[Lines of data]
▬▬▬▬▬▬
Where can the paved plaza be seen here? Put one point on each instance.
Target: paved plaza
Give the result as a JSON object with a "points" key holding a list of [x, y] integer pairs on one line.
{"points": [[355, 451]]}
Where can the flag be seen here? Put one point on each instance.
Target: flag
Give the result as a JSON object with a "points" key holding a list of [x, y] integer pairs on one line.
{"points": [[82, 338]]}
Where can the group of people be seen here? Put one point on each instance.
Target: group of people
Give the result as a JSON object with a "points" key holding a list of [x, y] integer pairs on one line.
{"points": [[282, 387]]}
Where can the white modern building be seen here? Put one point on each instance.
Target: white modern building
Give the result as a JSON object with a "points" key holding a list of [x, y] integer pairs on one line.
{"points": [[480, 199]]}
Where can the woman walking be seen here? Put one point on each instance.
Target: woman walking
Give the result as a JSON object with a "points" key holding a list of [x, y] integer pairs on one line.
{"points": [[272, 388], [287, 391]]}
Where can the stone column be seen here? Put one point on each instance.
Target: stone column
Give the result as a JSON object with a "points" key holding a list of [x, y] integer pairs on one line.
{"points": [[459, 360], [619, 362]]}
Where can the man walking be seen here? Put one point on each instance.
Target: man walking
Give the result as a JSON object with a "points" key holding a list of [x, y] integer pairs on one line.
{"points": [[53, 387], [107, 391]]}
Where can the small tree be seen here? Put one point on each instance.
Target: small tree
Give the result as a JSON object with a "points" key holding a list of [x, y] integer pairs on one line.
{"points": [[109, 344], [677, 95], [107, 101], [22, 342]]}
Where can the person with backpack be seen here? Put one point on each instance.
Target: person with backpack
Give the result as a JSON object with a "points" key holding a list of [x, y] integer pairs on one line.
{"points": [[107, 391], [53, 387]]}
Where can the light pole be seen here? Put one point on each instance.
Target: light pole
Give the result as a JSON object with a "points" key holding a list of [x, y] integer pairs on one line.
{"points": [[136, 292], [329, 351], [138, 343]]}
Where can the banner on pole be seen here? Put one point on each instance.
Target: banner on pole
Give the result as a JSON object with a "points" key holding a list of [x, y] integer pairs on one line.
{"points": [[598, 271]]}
▬▬▬▬▬▬
▶ _Do this_
Reproduce the data above, switching "stone column" to "stone pillar" wherever it occurs and leaving everything else unchanged.

▶ _Full output_
Where can the paved plaza be seen here? Put one point on each instance.
Target: paved plaza
Give the result as a JSON object with a "points" key holding a list of [x, y] integer pairs on one line.
{"points": [[355, 451]]}
Where can the flag be seen here? Put one point on each instance.
Target: flag
Give the result as a JSON object with a "points" key holding a list of [x, y] integer pairs on one line.
{"points": [[82, 338]]}
Where can the group of people be seen here? Put one point on each instance.
Target: group of people
Give the result as a JSON object with a "points" key holding a list of [x, y] integer pairs on one line.
{"points": [[282, 387]]}
Where can the white modern building be seen here? Put one point on each instance.
Target: white modern building
Give the result as a JSON object with a "points" key holding a list of [x, y] integer pairs on one line.
{"points": [[480, 199]]}
Where can the woman walking be seen here? Put one point on each instance.
Target: woman walking
Give the result as a JSON object with a "points" key holding a list of [x, y] integer pairs on one line.
{"points": [[272, 388], [287, 391]]}
Where can the stone pillar be seen here? Put one point on each instance.
Target: stone pillar
Give the result as a JSON object with a "points" key holding a list of [x, y] integer pairs on one line.
{"points": [[459, 360], [619, 362]]}
Where can the man walking be seen here? Put one point on each instance.
Target: man walking
Give the result as a JSON object with a "points" key holding a list of [x, y] integer pairs on one line.
{"points": [[53, 387], [107, 391]]}
Where can the small tree be seen here? Put one point on each instance.
Target: small tree
Give the result as a JSON object with a "points" key holding a list of [x, y] integer pairs on one line.
{"points": [[109, 344], [677, 95], [107, 101], [22, 342]]}
Where can the person with backpack be seen here? Put one point on each instance.
Target: person with backpack
Give the result as a JSON object with a "points" key holding a list of [x, y] integer pairs on one line.
{"points": [[107, 391], [53, 387]]}
Where can the light pole be seen here? Put one point on each instance.
Target: light pole
Give the result as a JSON object with a "points" key holding a list of [x, y] integer pairs on one line.
{"points": [[136, 292], [329, 351], [138, 343]]}
Where can the banner on pole be seen here? Put one point on each instance.
Target: banner on pole
Give the result as a JSON object with a "points" key holding a list of [x, y] integer pairs on one line.
{"points": [[598, 271]]}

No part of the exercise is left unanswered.